## Task data

"""

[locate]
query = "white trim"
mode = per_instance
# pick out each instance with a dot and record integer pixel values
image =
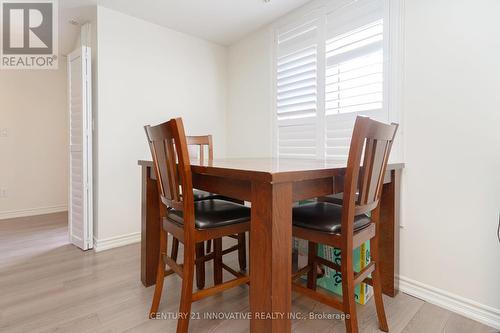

"""

## Work request
Leave out the pictures and output every record above precisely as given.

## Expected answer
[locate]
query = "white trim"
mode = per_instance
# pick out each instance with a dot and record integer pixel values
image =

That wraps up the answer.